Monday, December 27, 2010

No Money For Florida

Recommend reading an interesting article entitled “ Medicaid Bonuses to Reward States for Insuring More Children,” http://www.nytimes.com/2010/12/27/health/policy/27medicaid.html?partner=rss&emc=rss reporting that the Obama administration plans to announce Monday that it will make $206 million in bonus Medicaid payments to 15 states — with more than a fourth of the total going to Alabama — for signing up children who are eligible for public health insurance but had previously failed to enroll.
This program was created to address the following issues:

* To enroll an estimated 4.7 million children who would be eligible for subsidized coverage if their families could be found and alerted. Two of every three uninsured children are thought to meet the income criteria for government insurance programs.
* The stubbornness of the problem is one reason the government expects millions of people to remain uninsured even after 2014, when the new health care law requires most Americans to have coverage and vastly expands government programs to make it affordable.

● **Work instruction 1**
According to the post on Medicaid bonus payments, how much money does the Obama administration plan to pay in bonuses, and to how many states?
● **Work instruction 2**
Shorten the paragraph beginning "Recommend reading an interesting article" from the post on Medicaid bonus payments, keeping its main facts.
● **Work instruction 3**
Continue the post on Medicaid bonus payments from where it stops.

Stored data
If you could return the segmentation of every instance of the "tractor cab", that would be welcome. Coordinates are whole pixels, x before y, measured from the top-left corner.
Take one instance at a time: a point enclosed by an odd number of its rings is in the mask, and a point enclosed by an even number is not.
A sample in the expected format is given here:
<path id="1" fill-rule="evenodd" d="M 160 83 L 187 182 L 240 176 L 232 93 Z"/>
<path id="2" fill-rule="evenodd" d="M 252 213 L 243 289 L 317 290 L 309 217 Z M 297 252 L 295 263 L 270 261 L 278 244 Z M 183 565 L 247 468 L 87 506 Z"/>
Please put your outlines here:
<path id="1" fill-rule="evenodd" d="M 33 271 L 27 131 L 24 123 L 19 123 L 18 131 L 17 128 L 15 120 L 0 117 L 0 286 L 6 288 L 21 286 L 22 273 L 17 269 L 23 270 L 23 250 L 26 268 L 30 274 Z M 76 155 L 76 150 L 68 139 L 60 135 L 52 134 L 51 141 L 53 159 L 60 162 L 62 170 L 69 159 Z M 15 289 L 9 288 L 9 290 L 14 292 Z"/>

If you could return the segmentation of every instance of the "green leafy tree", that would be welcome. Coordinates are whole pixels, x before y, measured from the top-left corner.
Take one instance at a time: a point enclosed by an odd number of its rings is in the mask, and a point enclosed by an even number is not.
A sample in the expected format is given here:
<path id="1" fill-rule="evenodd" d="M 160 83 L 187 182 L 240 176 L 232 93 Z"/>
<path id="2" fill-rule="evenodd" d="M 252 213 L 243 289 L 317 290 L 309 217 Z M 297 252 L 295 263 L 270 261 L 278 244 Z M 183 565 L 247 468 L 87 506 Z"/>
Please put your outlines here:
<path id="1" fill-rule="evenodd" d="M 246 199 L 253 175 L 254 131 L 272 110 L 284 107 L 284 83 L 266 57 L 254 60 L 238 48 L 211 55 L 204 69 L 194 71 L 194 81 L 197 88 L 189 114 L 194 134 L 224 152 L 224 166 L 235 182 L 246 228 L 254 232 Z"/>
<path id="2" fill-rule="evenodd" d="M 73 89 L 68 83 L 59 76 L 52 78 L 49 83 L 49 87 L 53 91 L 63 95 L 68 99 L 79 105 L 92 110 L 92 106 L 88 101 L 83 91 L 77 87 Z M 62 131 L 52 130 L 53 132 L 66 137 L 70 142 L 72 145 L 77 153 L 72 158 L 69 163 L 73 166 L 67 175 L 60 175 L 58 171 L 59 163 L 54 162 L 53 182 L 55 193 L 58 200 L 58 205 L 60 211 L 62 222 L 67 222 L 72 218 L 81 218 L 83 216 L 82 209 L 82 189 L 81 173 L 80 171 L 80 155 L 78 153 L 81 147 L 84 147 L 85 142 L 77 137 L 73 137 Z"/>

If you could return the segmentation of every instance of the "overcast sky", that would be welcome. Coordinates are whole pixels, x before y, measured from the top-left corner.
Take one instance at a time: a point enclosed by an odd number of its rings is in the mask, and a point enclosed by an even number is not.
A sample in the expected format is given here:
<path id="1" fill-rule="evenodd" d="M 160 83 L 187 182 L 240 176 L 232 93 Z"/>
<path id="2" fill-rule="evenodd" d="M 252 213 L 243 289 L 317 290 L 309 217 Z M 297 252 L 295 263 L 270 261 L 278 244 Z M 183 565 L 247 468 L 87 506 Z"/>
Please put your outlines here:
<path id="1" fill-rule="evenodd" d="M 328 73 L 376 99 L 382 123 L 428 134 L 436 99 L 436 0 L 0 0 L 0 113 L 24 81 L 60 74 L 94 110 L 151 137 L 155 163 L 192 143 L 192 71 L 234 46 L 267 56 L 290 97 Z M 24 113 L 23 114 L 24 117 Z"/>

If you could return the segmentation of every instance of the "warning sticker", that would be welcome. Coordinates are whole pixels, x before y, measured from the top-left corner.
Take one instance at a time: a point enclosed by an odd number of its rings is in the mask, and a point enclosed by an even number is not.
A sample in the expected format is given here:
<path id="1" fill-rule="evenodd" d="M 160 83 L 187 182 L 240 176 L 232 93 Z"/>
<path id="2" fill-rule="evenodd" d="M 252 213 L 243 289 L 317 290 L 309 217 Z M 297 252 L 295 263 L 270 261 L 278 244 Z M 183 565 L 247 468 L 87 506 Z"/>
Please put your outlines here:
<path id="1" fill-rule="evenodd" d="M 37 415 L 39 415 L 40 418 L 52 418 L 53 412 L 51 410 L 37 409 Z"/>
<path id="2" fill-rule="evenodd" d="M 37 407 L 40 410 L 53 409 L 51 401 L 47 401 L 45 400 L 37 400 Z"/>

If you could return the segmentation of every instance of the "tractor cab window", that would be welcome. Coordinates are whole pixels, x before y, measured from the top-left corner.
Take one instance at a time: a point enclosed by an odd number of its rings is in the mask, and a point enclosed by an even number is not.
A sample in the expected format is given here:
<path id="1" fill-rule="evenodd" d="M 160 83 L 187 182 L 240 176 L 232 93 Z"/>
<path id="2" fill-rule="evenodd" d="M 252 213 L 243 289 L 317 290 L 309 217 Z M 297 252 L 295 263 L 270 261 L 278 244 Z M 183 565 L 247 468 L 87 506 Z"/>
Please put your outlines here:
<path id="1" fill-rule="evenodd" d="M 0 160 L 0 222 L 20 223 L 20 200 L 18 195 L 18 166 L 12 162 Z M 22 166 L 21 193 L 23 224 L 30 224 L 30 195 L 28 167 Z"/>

● **Output 1**
$206 million, to 15 states.

● **Output 2**
The post recommends the article "Medicaid Bonuses to Reward States for Insuring More Children." The article reports that the Obama administration will announce on Monday $206 million in bonus Medicaid payments to 15 states. More than a fourth of that money goes to Alabama. The payments reward states for enrolling children who were eligible for public health insurance but had not signed up.

● **Output 3**
Alabama will receive a $55 million bonus, more than twice as much as any other state, for having 133,000 more children on its Medicaid rolls than projected by a formulated base line. The 15 states that will receive bonuses reported a total of 874,347 children above the baseline, which factors in population growth and, to some degree, demand driven by the economy.

Alabama, for example, has adopted “express lane eligibility” so that Medicaid application processors can use income findings from other safety net programs to validate eligibility.

Because of the formula’s requirements, none of the money will go to California, Texas or Florida, which account for nearly 40 percent of all uninsured children. States like Florida make enrollment cumbersome and devote minimal resources to marketing. Many of my patients have never heard about the program and I try assisting them to navigate poorly designed web sites and to complete forms they do not understand (neither do I.)

Shouldn't it be the goal of our new governor-elect to increase the enrollment for children qualifying for this program? Unfortunately, those children may have to wait for a long time because ideological purity comes first!

Who will pay the price? All of us, because those children will grow into sick adults requiring more expensive care to “correct” mistakes that could have been prevented in childhood.